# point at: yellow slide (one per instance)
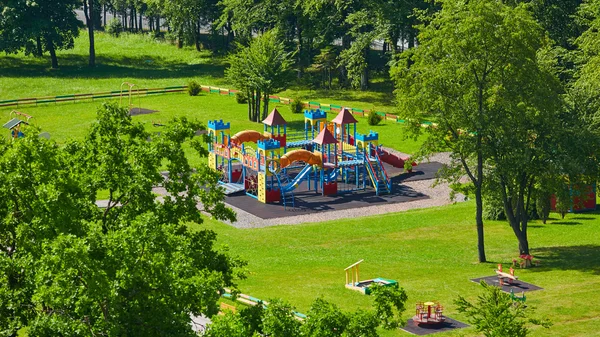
(300, 155)
(247, 136)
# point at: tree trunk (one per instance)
(257, 109)
(197, 35)
(50, 47)
(364, 77)
(300, 50)
(38, 43)
(88, 9)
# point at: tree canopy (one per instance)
(134, 267)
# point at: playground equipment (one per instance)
(129, 94)
(505, 277)
(516, 298)
(331, 157)
(15, 124)
(252, 301)
(433, 316)
(353, 280)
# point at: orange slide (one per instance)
(247, 136)
(300, 155)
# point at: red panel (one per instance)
(330, 188)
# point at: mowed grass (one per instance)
(71, 120)
(134, 58)
(432, 253)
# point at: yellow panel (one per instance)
(262, 188)
(212, 161)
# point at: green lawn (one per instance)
(432, 253)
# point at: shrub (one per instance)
(296, 105)
(374, 118)
(241, 97)
(114, 27)
(194, 88)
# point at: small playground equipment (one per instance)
(128, 89)
(353, 280)
(252, 301)
(15, 124)
(331, 157)
(432, 316)
(505, 277)
(516, 298)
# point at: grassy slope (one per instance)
(301, 262)
(432, 253)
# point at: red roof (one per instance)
(325, 137)
(344, 117)
(274, 119)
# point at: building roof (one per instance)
(274, 119)
(344, 117)
(325, 137)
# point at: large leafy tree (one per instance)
(495, 313)
(260, 70)
(134, 267)
(476, 72)
(38, 26)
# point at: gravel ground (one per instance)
(439, 195)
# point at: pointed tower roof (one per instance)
(274, 119)
(325, 137)
(344, 117)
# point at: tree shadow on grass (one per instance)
(581, 258)
(140, 66)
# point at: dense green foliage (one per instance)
(260, 70)
(131, 268)
(495, 313)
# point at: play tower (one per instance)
(328, 158)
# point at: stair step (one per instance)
(231, 188)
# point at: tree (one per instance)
(279, 320)
(495, 314)
(389, 303)
(471, 59)
(88, 10)
(324, 320)
(133, 268)
(38, 26)
(260, 70)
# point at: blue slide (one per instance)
(331, 176)
(297, 180)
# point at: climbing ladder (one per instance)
(287, 197)
(381, 181)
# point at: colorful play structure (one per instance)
(331, 157)
(434, 314)
(16, 123)
(505, 277)
(353, 281)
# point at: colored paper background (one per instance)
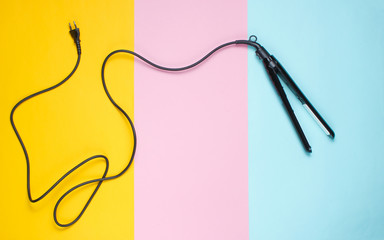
(69, 124)
(334, 52)
(192, 162)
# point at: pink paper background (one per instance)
(191, 169)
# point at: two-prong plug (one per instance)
(75, 33)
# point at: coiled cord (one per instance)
(75, 34)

..........

● **Work to be completed**: Put everything from the line containing "# point at: pink" down to the end of the data into a Markdown table with the columns Row and Entry, numbering each line and leaving out any blank lines.

● **The result**:
| Row | Entry |
|---|---|
| 1 | # point at: pink paper background (one per instance) |
| 2 | (191, 169) |
| 3 | # point at: two-prong plug (one per instance) |
| 4 | (75, 33) |
| 5 | # point at: coiled cord (one per instance) |
| 6 | (75, 34) |